Source data:
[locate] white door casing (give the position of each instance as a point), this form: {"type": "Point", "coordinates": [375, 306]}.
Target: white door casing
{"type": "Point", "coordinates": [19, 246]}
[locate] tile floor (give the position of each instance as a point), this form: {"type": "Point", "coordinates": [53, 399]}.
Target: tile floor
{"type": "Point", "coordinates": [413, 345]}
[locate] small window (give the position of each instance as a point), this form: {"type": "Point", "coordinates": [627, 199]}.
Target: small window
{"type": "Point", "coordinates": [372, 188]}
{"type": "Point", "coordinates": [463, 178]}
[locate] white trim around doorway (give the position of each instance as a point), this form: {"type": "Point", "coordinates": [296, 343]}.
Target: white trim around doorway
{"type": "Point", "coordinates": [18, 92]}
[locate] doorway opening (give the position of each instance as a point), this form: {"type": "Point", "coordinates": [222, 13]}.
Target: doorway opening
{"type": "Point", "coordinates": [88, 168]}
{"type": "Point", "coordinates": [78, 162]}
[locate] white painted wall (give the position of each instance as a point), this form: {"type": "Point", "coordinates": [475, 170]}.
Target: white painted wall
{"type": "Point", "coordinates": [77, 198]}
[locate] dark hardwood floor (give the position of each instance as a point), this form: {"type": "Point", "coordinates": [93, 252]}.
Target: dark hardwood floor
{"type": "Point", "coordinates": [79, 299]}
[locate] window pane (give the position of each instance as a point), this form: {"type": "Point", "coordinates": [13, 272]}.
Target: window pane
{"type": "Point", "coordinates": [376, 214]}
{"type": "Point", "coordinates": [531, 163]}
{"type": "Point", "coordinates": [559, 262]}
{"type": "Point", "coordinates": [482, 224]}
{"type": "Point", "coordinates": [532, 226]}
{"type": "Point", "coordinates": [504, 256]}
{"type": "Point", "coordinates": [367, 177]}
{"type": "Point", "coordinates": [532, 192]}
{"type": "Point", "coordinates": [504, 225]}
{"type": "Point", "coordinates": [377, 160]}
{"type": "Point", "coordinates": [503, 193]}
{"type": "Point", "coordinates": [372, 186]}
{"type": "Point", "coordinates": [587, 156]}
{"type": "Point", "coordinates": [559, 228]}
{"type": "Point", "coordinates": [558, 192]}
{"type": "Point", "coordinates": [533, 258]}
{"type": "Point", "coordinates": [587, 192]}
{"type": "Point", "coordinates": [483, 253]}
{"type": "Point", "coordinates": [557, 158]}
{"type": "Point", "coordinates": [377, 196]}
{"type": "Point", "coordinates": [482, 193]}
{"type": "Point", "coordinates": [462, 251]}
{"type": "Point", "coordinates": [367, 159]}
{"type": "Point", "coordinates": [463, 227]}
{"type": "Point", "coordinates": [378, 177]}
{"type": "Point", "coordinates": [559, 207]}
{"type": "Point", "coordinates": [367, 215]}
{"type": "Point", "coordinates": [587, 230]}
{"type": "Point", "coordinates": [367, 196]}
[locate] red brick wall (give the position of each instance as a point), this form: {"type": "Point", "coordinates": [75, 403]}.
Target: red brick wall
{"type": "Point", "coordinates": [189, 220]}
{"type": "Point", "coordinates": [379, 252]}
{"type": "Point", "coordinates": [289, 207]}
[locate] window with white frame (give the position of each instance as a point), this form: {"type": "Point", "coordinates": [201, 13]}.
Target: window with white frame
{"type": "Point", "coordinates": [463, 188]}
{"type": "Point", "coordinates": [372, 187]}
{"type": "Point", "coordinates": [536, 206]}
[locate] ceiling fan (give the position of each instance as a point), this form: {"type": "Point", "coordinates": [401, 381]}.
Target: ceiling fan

Task directions: Give back exactly the lines of the listing above that run from the line with "Target: dark hardwood floor" to the line with "[locate] window pane", inclusive.

Completed task:
Target: dark hardwood floor
{"type": "Point", "coordinates": [79, 299]}
[locate] window pane (give the position of each instance as a point), this form: {"type": "Point", "coordinates": [13, 272]}.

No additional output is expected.